● Work instructions
Make a word-for-word copy of the entries below from their first line through the line with "Highlight beige wall panel.", and add nothing.

● Collected data

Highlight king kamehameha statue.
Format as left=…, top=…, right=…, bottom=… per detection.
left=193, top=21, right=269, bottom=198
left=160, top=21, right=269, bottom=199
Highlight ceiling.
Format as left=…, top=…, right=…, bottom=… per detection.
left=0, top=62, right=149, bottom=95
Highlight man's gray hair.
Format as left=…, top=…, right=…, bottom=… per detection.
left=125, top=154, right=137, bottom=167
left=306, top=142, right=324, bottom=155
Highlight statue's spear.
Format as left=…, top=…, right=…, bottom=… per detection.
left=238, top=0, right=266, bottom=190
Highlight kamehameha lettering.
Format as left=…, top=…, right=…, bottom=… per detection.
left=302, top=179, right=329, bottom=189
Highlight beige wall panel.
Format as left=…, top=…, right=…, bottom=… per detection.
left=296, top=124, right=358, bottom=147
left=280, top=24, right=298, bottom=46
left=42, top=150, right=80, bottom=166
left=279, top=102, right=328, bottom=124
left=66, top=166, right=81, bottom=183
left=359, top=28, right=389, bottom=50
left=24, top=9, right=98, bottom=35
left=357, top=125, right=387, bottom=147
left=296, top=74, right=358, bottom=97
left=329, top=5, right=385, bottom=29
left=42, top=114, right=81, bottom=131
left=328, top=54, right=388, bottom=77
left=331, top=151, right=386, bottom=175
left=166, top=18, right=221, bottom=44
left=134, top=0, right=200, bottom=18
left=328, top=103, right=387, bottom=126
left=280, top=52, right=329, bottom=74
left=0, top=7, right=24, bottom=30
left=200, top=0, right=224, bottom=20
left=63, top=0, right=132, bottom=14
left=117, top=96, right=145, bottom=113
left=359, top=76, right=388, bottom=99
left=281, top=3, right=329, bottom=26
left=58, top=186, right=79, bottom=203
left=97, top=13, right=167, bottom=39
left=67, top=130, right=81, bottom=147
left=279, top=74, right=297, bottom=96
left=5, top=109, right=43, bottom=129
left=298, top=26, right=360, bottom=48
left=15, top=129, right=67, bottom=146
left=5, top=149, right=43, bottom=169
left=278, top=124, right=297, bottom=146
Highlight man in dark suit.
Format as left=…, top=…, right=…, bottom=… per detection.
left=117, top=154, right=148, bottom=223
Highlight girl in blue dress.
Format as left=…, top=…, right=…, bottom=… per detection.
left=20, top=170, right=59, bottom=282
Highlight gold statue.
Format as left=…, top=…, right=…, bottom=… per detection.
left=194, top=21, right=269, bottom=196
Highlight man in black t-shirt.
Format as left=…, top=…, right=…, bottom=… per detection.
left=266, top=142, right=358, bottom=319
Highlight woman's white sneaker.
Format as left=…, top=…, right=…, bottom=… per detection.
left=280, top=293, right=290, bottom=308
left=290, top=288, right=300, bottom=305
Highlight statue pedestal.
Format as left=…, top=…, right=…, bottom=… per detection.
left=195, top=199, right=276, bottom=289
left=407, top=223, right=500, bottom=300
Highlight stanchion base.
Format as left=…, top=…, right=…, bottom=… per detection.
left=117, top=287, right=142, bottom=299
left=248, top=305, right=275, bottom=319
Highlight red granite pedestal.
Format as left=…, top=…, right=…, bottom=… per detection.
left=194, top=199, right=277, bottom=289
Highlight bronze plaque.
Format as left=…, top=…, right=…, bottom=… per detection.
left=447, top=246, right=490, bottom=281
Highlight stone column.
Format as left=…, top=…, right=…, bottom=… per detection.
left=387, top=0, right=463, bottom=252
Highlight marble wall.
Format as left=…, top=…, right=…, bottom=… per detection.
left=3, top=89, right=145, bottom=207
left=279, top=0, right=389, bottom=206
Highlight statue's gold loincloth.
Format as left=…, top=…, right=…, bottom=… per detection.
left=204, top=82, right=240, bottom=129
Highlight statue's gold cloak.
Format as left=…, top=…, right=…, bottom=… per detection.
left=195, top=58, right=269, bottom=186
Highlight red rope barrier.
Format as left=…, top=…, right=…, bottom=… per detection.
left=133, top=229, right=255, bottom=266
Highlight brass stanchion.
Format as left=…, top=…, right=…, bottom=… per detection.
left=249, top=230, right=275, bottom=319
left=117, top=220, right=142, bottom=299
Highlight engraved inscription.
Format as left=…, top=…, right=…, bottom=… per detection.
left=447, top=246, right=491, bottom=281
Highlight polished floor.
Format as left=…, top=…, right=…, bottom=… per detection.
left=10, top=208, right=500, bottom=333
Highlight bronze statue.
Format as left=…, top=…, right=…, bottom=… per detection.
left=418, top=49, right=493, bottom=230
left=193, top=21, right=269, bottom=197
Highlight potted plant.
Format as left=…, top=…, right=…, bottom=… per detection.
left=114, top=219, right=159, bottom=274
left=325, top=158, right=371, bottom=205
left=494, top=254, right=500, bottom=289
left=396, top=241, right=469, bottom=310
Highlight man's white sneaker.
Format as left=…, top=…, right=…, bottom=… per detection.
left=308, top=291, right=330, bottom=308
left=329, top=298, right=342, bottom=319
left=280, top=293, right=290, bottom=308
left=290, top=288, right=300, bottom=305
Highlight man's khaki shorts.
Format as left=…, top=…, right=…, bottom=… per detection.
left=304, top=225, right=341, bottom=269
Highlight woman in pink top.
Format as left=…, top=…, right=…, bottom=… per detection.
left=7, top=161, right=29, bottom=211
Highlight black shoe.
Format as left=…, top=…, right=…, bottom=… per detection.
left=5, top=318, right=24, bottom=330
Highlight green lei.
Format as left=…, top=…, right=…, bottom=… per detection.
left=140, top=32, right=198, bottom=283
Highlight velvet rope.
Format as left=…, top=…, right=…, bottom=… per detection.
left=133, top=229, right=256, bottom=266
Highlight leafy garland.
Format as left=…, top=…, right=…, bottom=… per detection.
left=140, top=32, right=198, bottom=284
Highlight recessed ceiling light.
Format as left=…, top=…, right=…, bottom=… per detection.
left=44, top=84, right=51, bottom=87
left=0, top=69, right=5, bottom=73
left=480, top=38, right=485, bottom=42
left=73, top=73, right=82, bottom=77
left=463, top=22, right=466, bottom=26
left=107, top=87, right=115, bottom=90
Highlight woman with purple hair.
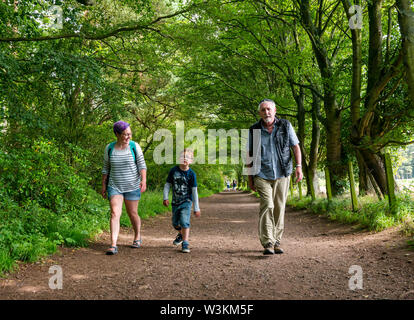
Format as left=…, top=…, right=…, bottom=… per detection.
left=102, top=121, right=147, bottom=255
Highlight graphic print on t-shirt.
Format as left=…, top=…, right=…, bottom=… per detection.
left=172, top=170, right=190, bottom=205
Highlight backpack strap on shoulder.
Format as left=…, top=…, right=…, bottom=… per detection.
left=108, top=141, right=117, bottom=159
left=106, top=142, right=116, bottom=188
left=129, top=140, right=137, bottom=162
left=108, top=141, right=138, bottom=165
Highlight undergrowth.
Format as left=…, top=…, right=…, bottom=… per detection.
left=287, top=192, right=414, bottom=234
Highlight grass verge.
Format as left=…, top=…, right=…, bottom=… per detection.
left=287, top=193, right=414, bottom=234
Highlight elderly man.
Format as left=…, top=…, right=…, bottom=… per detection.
left=248, top=99, right=303, bottom=255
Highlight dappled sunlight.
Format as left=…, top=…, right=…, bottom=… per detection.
left=71, top=274, right=88, bottom=280
left=226, top=220, right=248, bottom=224
left=116, top=234, right=134, bottom=241
left=17, top=285, right=47, bottom=293
left=141, top=236, right=175, bottom=242
left=0, top=279, right=17, bottom=288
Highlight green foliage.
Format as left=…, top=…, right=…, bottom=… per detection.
left=191, top=164, right=224, bottom=194
left=397, top=144, right=414, bottom=179
left=0, top=137, right=110, bottom=276
left=287, top=193, right=414, bottom=232
left=1, top=137, right=88, bottom=210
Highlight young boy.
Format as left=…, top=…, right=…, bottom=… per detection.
left=163, top=149, right=201, bottom=253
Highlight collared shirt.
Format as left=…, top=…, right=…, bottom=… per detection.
left=257, top=119, right=299, bottom=180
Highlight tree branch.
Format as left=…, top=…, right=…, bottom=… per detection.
left=0, top=8, right=190, bottom=42
left=379, top=139, right=414, bottom=149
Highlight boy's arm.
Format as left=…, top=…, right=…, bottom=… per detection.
left=163, top=182, right=171, bottom=206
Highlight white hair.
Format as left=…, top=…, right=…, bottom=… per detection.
left=258, top=99, right=276, bottom=111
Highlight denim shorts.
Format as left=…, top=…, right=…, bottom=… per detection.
left=172, top=200, right=192, bottom=229
left=107, top=186, right=141, bottom=201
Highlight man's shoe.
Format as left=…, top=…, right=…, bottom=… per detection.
left=173, top=233, right=183, bottom=246
left=274, top=243, right=284, bottom=254
left=263, top=243, right=274, bottom=255
left=182, top=241, right=190, bottom=253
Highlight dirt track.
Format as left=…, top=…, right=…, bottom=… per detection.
left=1, top=191, right=414, bottom=300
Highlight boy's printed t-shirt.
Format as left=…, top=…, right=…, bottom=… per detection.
left=167, top=166, right=197, bottom=206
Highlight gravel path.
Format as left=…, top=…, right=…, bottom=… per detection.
left=1, top=191, right=414, bottom=300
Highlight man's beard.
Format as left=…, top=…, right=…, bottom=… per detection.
left=264, top=117, right=273, bottom=124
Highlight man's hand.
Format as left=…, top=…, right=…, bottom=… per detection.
left=248, top=178, right=256, bottom=192
left=295, top=166, right=303, bottom=183
left=194, top=210, right=201, bottom=217
left=163, top=199, right=169, bottom=207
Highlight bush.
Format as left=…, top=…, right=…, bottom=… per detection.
left=0, top=138, right=110, bottom=276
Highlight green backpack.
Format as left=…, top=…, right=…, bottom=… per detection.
left=106, top=141, right=138, bottom=187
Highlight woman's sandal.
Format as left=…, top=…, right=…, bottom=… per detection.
left=106, top=246, right=118, bottom=255
left=130, top=239, right=142, bottom=248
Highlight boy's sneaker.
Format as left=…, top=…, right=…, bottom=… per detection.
left=182, top=241, right=190, bottom=253
left=173, top=233, right=183, bottom=246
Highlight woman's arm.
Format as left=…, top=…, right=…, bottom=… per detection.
left=140, top=169, right=147, bottom=192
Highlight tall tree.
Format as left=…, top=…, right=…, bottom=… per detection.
left=296, top=0, right=348, bottom=195
left=396, top=0, right=414, bottom=106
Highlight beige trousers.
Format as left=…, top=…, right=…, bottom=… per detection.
left=254, top=176, right=290, bottom=247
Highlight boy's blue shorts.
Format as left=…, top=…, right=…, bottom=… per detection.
left=172, top=200, right=192, bottom=229
left=107, top=186, right=141, bottom=201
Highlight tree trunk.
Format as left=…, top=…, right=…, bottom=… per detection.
left=359, top=148, right=388, bottom=196
left=299, top=0, right=345, bottom=195
left=342, top=0, right=372, bottom=196
left=396, top=0, right=414, bottom=106
left=325, top=103, right=345, bottom=195
left=350, top=0, right=403, bottom=197
left=290, top=80, right=320, bottom=197
left=356, top=150, right=370, bottom=196
left=367, top=0, right=383, bottom=94
left=291, top=83, right=311, bottom=195
left=308, top=90, right=321, bottom=195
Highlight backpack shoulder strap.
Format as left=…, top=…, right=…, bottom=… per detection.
left=129, top=141, right=137, bottom=162
left=108, top=141, right=117, bottom=159
left=106, top=142, right=116, bottom=186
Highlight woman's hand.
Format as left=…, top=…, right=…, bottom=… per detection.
left=140, top=179, right=147, bottom=193
left=101, top=186, right=107, bottom=199
left=102, top=174, right=108, bottom=199
left=140, top=169, right=147, bottom=193
left=163, top=200, right=169, bottom=207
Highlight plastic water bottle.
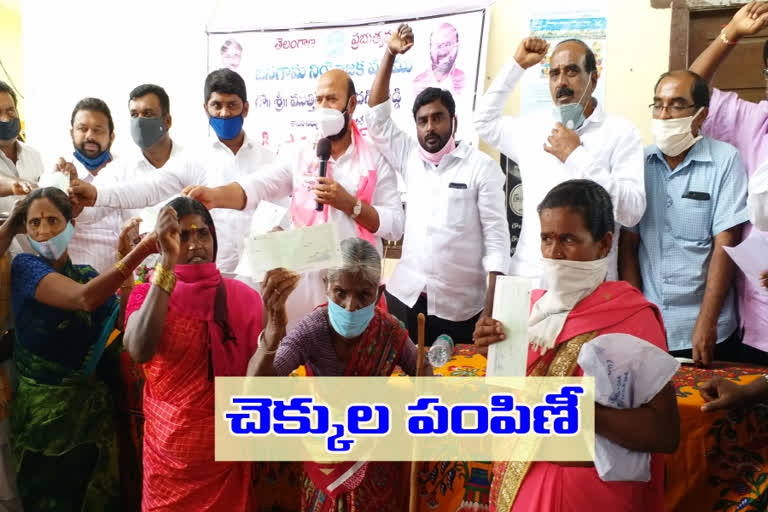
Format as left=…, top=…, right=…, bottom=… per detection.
left=427, top=335, right=454, bottom=368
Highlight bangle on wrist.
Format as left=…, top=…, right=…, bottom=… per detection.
left=720, top=28, right=738, bottom=46
left=151, top=263, right=176, bottom=295
left=114, top=258, right=132, bottom=279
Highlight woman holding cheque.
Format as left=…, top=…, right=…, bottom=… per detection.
left=474, top=179, right=680, bottom=512
left=248, top=236, right=432, bottom=511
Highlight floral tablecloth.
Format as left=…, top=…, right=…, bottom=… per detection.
left=255, top=348, right=768, bottom=512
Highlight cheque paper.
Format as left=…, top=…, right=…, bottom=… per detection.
left=486, top=276, right=532, bottom=377
left=723, top=232, right=768, bottom=295
left=38, top=172, right=70, bottom=193
left=244, top=222, right=342, bottom=281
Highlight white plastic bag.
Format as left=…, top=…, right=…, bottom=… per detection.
left=577, top=333, right=679, bottom=482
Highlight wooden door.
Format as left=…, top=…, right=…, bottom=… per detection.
left=689, top=8, right=767, bottom=103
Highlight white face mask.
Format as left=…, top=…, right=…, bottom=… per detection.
left=528, top=256, right=609, bottom=354
left=316, top=99, right=350, bottom=139
left=651, top=107, right=705, bottom=158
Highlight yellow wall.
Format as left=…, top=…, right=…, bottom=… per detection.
left=481, top=0, right=671, bottom=158
left=0, top=2, right=24, bottom=121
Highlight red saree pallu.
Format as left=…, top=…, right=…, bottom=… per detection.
left=301, top=307, right=411, bottom=512
left=490, top=281, right=668, bottom=512
left=126, top=263, right=262, bottom=511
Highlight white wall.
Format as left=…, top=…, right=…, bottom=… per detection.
left=22, top=0, right=215, bottom=163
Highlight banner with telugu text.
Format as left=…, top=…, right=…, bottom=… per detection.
left=207, top=9, right=488, bottom=155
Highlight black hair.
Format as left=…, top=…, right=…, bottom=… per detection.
left=204, top=68, right=247, bottom=104
left=0, top=81, right=17, bottom=107
left=70, top=97, right=115, bottom=134
left=24, top=187, right=73, bottom=222
left=554, top=39, right=597, bottom=74
left=346, top=77, right=356, bottom=103
left=537, top=179, right=614, bottom=242
left=654, top=70, right=710, bottom=108
left=129, top=84, right=170, bottom=116
left=165, top=196, right=218, bottom=259
left=412, top=87, right=456, bottom=120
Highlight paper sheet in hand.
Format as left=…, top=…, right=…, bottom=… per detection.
left=486, top=276, right=532, bottom=377
left=244, top=222, right=341, bottom=281
left=37, top=173, right=70, bottom=193
left=249, top=201, right=289, bottom=236
left=138, top=208, right=159, bottom=234
left=723, top=232, right=768, bottom=295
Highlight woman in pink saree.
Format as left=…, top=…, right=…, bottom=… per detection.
left=123, top=197, right=264, bottom=511
left=474, top=179, right=680, bottom=512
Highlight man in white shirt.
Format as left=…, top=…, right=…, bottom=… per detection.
left=367, top=25, right=510, bottom=344
left=58, top=97, right=123, bottom=274
left=474, top=36, right=645, bottom=287
left=69, top=70, right=275, bottom=273
left=184, top=69, right=404, bottom=325
left=0, top=81, right=43, bottom=256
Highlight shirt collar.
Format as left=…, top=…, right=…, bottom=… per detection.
left=648, top=137, right=713, bottom=173
left=331, top=136, right=356, bottom=164
left=580, top=98, right=604, bottom=129
left=211, top=131, right=252, bottom=152
left=135, top=139, right=180, bottom=168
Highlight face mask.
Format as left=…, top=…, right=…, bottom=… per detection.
left=130, top=116, right=166, bottom=149
left=418, top=118, right=457, bottom=166
left=327, top=297, right=376, bottom=338
left=0, top=117, right=20, bottom=141
left=651, top=107, right=704, bottom=158
left=528, top=256, right=609, bottom=354
left=317, top=99, right=350, bottom=140
left=27, top=221, right=75, bottom=261
left=553, top=83, right=590, bottom=130
left=209, top=115, right=243, bottom=140
left=73, top=148, right=111, bottom=172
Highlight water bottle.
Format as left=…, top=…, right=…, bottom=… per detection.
left=427, top=335, right=454, bottom=368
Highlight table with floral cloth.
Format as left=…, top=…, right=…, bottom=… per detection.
left=254, top=347, right=768, bottom=512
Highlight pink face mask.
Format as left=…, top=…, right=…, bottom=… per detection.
left=418, top=117, right=457, bottom=166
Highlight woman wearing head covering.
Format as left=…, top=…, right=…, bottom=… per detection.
left=249, top=236, right=432, bottom=511
left=10, top=187, right=157, bottom=510
left=123, top=196, right=267, bottom=511
left=474, top=179, right=680, bottom=512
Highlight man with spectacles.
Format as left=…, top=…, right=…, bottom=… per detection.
left=474, top=36, right=645, bottom=288
left=619, top=70, right=748, bottom=367
left=689, top=1, right=768, bottom=365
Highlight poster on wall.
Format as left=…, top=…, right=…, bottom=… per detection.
left=207, top=9, right=488, bottom=156
left=519, top=7, right=607, bottom=116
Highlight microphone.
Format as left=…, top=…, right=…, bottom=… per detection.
left=316, top=137, right=331, bottom=211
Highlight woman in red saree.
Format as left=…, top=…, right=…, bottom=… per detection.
left=123, top=197, right=264, bottom=511
left=248, top=237, right=432, bottom=512
left=474, top=179, right=680, bottom=512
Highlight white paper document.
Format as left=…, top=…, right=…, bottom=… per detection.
left=138, top=207, right=159, bottom=234
left=486, top=276, right=532, bottom=377
left=38, top=172, right=70, bottom=193
left=723, top=232, right=768, bottom=295
left=241, top=222, right=342, bottom=281
left=249, top=200, right=290, bottom=236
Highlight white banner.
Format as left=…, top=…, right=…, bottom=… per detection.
left=207, top=9, right=488, bottom=155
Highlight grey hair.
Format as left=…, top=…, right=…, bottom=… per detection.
left=326, top=238, right=381, bottom=288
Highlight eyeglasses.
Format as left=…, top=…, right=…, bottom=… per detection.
left=649, top=103, right=696, bottom=115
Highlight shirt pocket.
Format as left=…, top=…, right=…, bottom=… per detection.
left=442, top=188, right=475, bottom=229
left=670, top=198, right=712, bottom=242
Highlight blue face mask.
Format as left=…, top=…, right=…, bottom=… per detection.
left=209, top=115, right=243, bottom=140
left=73, top=149, right=111, bottom=171
left=27, top=221, right=75, bottom=261
left=327, top=298, right=376, bottom=338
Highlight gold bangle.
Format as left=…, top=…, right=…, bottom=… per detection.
left=151, top=263, right=176, bottom=295
left=114, top=259, right=131, bottom=279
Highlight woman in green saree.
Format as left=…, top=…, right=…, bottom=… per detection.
left=9, top=187, right=157, bottom=511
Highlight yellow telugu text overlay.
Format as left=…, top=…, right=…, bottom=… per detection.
left=215, top=376, right=595, bottom=462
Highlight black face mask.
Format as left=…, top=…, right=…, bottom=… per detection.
left=0, top=117, right=20, bottom=142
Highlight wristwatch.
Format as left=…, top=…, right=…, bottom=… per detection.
left=351, top=198, right=362, bottom=219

● The answer
Highlight king kamehameha statue.
Format as left=…, top=…, right=…, bottom=… per detection.
left=193, top=21, right=269, bottom=198
left=160, top=21, right=269, bottom=199
Highlight ceiling.
Format as left=…, top=…, right=…, bottom=… per detection.
left=0, top=62, right=149, bottom=95
Highlight man's gray hair.
Format as left=…, top=…, right=…, bottom=… per detection.
left=125, top=154, right=137, bottom=167
left=306, top=142, right=324, bottom=155
Highlight statue's spear.
Format as left=…, top=…, right=…, bottom=… per detection.
left=238, top=0, right=266, bottom=190
Highlight kamehameha lettering.
Format as left=…, top=…, right=…, bottom=… per detection.
left=302, top=179, right=329, bottom=189
Highlight beige wall panel.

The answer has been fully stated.